# Exercise brief
Please repeat every entry that follows, keeping each one exactly the same.

# Data records
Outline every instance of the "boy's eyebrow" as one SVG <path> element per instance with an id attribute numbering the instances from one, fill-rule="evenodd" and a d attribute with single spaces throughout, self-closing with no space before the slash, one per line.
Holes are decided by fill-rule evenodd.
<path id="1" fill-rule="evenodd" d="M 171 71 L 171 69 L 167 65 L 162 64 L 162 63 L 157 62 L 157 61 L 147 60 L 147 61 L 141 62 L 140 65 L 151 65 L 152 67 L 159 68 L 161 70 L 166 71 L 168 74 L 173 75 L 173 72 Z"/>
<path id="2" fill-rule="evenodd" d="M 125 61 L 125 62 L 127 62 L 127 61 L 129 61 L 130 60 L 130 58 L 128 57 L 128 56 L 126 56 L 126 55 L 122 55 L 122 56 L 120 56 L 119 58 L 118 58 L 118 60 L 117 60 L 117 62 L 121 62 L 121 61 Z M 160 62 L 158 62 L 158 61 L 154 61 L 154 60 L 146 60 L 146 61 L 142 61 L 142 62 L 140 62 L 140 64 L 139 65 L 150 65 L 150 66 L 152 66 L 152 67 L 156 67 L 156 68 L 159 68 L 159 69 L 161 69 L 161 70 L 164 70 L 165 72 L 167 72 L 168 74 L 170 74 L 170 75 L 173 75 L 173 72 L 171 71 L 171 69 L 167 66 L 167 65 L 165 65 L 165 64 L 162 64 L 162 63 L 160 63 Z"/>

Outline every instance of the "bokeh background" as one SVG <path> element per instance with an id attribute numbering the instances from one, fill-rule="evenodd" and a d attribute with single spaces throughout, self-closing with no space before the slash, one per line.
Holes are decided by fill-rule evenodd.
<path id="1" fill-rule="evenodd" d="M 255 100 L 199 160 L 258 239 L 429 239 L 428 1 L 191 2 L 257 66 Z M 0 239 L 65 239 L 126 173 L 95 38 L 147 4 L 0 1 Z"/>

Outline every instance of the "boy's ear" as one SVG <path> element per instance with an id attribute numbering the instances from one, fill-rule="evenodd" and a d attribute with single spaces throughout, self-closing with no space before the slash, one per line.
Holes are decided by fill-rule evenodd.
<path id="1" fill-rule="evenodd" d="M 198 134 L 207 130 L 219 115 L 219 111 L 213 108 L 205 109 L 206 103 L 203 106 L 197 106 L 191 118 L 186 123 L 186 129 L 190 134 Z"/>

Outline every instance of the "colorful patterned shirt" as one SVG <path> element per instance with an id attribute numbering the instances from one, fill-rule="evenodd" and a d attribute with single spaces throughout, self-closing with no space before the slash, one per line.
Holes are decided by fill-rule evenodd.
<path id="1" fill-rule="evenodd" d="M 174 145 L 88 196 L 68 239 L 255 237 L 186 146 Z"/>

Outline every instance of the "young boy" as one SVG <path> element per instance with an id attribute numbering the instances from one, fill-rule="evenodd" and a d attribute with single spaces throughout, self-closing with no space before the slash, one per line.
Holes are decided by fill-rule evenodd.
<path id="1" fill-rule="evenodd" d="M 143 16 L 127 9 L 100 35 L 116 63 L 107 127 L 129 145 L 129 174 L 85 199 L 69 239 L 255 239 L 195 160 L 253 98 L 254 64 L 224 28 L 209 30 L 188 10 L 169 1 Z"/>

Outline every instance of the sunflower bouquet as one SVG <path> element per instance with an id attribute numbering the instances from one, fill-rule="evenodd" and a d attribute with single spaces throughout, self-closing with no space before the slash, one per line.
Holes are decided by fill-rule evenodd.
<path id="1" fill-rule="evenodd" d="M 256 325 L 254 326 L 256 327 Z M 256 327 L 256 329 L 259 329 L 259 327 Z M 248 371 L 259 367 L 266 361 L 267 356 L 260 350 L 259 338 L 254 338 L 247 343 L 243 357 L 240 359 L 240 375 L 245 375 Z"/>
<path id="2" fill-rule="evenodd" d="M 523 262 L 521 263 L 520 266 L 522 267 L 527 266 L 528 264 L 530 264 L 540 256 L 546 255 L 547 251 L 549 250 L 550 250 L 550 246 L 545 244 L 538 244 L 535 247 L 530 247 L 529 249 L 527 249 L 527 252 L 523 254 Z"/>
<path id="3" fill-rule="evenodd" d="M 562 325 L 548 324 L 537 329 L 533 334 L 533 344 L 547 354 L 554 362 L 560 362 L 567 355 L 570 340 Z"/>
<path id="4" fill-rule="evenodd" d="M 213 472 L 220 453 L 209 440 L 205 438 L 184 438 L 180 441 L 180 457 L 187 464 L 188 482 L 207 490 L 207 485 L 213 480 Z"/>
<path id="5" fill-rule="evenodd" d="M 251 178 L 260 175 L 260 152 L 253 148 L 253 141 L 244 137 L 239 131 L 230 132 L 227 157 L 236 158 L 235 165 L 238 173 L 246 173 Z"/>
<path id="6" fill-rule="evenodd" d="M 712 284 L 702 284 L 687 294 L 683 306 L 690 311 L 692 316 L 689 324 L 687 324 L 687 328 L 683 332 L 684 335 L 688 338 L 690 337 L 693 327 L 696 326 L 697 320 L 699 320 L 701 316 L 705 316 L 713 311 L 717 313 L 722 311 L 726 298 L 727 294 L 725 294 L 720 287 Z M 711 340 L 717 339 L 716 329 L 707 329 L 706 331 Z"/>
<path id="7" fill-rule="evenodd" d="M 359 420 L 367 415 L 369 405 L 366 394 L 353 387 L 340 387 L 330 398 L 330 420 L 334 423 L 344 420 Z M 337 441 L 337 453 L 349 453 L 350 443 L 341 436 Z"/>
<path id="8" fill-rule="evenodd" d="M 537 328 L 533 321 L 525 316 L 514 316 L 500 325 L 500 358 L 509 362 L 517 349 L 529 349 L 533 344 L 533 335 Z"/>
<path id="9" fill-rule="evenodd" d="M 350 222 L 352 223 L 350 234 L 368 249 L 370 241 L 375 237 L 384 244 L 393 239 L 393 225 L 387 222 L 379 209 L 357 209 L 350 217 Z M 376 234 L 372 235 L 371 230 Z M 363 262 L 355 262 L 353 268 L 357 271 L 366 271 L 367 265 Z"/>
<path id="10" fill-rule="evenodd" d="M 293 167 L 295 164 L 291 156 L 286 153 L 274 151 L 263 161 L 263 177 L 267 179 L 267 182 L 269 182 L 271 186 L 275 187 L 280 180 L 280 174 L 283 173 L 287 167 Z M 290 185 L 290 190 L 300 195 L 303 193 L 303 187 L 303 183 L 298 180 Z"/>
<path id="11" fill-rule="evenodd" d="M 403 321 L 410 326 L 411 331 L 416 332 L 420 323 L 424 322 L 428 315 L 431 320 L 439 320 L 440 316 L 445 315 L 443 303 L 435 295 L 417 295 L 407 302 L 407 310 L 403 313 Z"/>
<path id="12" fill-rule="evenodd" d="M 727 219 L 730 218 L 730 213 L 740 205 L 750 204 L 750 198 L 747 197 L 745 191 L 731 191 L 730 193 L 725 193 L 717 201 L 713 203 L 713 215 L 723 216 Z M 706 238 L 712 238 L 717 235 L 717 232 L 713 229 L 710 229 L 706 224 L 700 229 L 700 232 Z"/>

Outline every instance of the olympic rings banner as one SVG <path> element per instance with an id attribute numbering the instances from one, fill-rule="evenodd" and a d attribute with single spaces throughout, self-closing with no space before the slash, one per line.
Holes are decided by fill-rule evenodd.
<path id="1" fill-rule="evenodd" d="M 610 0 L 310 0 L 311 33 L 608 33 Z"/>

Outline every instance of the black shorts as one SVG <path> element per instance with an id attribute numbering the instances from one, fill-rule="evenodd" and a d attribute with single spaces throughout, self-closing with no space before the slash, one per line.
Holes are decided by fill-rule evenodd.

# Solution
Outline every instance of the "boy's eyebrow" as one SVG <path> element per instance with an id attribute numbering the instances from one, fill-rule="evenodd" and a d attribute with single spaces throughout, self-closing with no space before the slash, one per line.
Holes are decided by fill-rule evenodd.
<path id="1" fill-rule="evenodd" d="M 171 71 L 171 69 L 167 65 L 162 64 L 162 63 L 157 62 L 157 61 L 147 60 L 147 61 L 141 62 L 140 65 L 151 65 L 152 67 L 159 68 L 161 70 L 166 71 L 168 74 L 173 75 L 173 72 Z"/>
<path id="2" fill-rule="evenodd" d="M 125 61 L 125 62 L 127 62 L 127 61 L 129 61 L 130 60 L 130 58 L 128 57 L 128 56 L 126 56 L 126 55 L 122 55 L 122 56 L 120 56 L 119 58 L 118 58 L 118 60 L 117 60 L 117 62 L 121 62 L 121 61 Z M 160 62 L 158 62 L 158 61 L 154 61 L 154 60 L 146 60 L 146 61 L 142 61 L 142 62 L 140 62 L 140 64 L 139 65 L 150 65 L 150 66 L 152 66 L 152 67 L 156 67 L 156 68 L 159 68 L 159 69 L 161 69 L 161 70 L 164 70 L 165 72 L 167 72 L 168 74 L 170 74 L 170 75 L 173 75 L 173 72 L 171 71 L 171 69 L 167 66 L 167 65 L 165 65 L 165 64 L 162 64 L 162 63 L 160 63 Z"/>

Outline every instance of the "bokeh background" as one SVG <path> element per instance with an id attribute numbering the instances from one, fill-rule="evenodd" and a d attribute with single spaces throughout, self-closing with no space before the slash, one per line.
Holes are decided by fill-rule evenodd.
<path id="1" fill-rule="evenodd" d="M 255 100 L 199 160 L 258 239 L 429 239 L 428 1 L 191 2 L 257 66 Z M 0 239 L 65 239 L 126 173 L 95 38 L 147 4 L 0 1 Z"/>

Outline every instance of the "boy's ear" as one SVG <path> element per instance with an id attribute numbering the instances from one, fill-rule="evenodd" and a d attribute with single spaces throughout, self-closing with no space before the slash, one per line.
Holes are decided by fill-rule evenodd.
<path id="1" fill-rule="evenodd" d="M 198 134 L 207 130 L 219 115 L 219 111 L 213 108 L 205 109 L 206 103 L 203 106 L 197 106 L 191 118 L 186 123 L 186 129 L 190 134 Z"/>

Outline every instance of the "colorful patterned shirt" as one SVG <path> element per instance with an id attribute numbering the instances from one, fill-rule="evenodd" and a d attribute with single spaces throughout, self-closing with no space before the slash, one per line.
Holes are decided by fill-rule evenodd.
<path id="1" fill-rule="evenodd" d="M 174 145 L 88 196 L 68 239 L 255 237 L 186 146 Z"/>

Outline every instance of the "young boy" as one SVG <path> element per instance with an id attribute numbering the instances from one, fill-rule="evenodd" and a d attribute with single spaces throughout, self-closing with no space before the slash, one per line.
Holes are decided by fill-rule evenodd.
<path id="1" fill-rule="evenodd" d="M 143 16 L 127 9 L 100 35 L 116 63 L 107 127 L 129 145 L 129 174 L 85 199 L 69 239 L 255 239 L 195 160 L 253 98 L 254 64 L 224 28 L 209 30 L 188 10 L 169 1 Z"/>

Outline every instance of the sunflower bouquet as one SVG <path> element per instance with an id attribute numbering the instances from one, fill-rule="evenodd" and a d attribute with single spaces throughout, self-closing with no space before the slash, one per line.
Holes are decided by fill-rule evenodd.
<path id="1" fill-rule="evenodd" d="M 256 325 L 254 326 L 256 327 Z M 256 327 L 256 329 L 259 329 L 259 327 Z M 248 371 L 259 367 L 266 361 L 267 356 L 260 350 L 259 338 L 254 338 L 247 343 L 243 357 L 240 359 L 240 375 L 245 375 Z"/>
<path id="2" fill-rule="evenodd" d="M 523 262 L 521 263 L 520 266 L 522 267 L 527 266 L 528 264 L 530 264 L 540 256 L 546 255 L 547 251 L 549 250 L 550 250 L 550 246 L 545 244 L 538 244 L 535 247 L 530 247 L 529 249 L 527 249 L 527 252 L 523 254 Z"/>
<path id="3" fill-rule="evenodd" d="M 562 325 L 548 324 L 537 329 L 533 334 L 533 344 L 547 354 L 554 362 L 560 362 L 567 355 L 570 340 Z"/>
<path id="4" fill-rule="evenodd" d="M 213 472 L 220 453 L 209 440 L 205 438 L 184 438 L 180 441 L 180 457 L 187 464 L 188 482 L 207 490 L 207 485 L 213 480 Z"/>
<path id="5" fill-rule="evenodd" d="M 251 178 L 260 175 L 260 152 L 253 148 L 253 141 L 244 137 L 239 131 L 230 132 L 227 157 L 236 158 L 235 165 L 238 173 L 246 173 Z"/>
<path id="6" fill-rule="evenodd" d="M 712 284 L 702 284 L 687 294 L 683 306 L 690 311 L 692 316 L 689 324 L 687 324 L 687 328 L 683 332 L 684 335 L 688 338 L 690 337 L 693 327 L 696 326 L 697 320 L 699 320 L 701 316 L 705 316 L 713 311 L 717 313 L 722 311 L 726 298 L 727 294 L 725 294 L 720 287 Z M 711 340 L 717 339 L 716 329 L 707 329 L 706 331 Z"/>
<path id="7" fill-rule="evenodd" d="M 359 420 L 367 415 L 369 405 L 366 394 L 353 387 L 340 387 L 330 398 L 330 420 L 334 423 L 344 420 Z M 337 441 L 337 453 L 349 453 L 350 443 L 341 436 Z"/>
<path id="8" fill-rule="evenodd" d="M 537 328 L 533 321 L 525 316 L 514 316 L 500 325 L 500 358 L 509 362 L 517 349 L 529 349 L 533 344 L 533 335 Z"/>
<path id="9" fill-rule="evenodd" d="M 350 222 L 352 223 L 350 234 L 368 249 L 370 241 L 375 237 L 384 244 L 393 239 L 393 225 L 387 222 L 379 209 L 357 209 L 350 217 Z M 376 234 L 372 235 L 371 230 Z M 363 262 L 355 262 L 353 268 L 357 271 L 366 271 L 367 265 Z"/>
<path id="10" fill-rule="evenodd" d="M 293 167 L 295 164 L 291 156 L 286 153 L 274 151 L 263 161 L 263 177 L 267 179 L 267 182 L 269 182 L 271 186 L 275 187 L 280 180 L 280 174 L 283 173 L 287 167 Z M 290 185 L 290 190 L 300 195 L 303 193 L 303 187 L 303 183 L 298 180 Z"/>
<path id="11" fill-rule="evenodd" d="M 403 321 L 410 326 L 411 331 L 416 332 L 420 323 L 424 322 L 428 315 L 431 320 L 439 320 L 440 316 L 445 315 L 443 303 L 435 295 L 417 295 L 407 302 L 407 310 L 403 313 Z"/>
<path id="12" fill-rule="evenodd" d="M 727 219 L 730 218 L 730 213 L 740 205 L 750 204 L 750 198 L 747 197 L 745 191 L 731 191 L 730 193 L 725 193 L 717 201 L 713 203 L 713 215 L 723 216 Z M 706 238 L 712 238 L 717 235 L 717 232 L 713 229 L 710 229 L 706 224 L 700 229 L 700 232 Z"/>

Outline every instance of the olympic rings banner as one SVG <path> element per instance with an id attribute numbering the instances from one, fill-rule="evenodd" and a d attribute with single spaces throughout, self-closing with no space before the slash, one per line.
Holes are decided by fill-rule evenodd.
<path id="1" fill-rule="evenodd" d="M 610 0 L 310 0 L 311 33 L 608 33 Z"/>

Outline every instance of the black shorts as one SVG <path> element per instance with an id attribute numbering the instances from one, fill-rule="evenodd" and a d attribute with single spaces throughout, self-closing with no space before the slash, one per line.
Holes are decided by fill-rule evenodd.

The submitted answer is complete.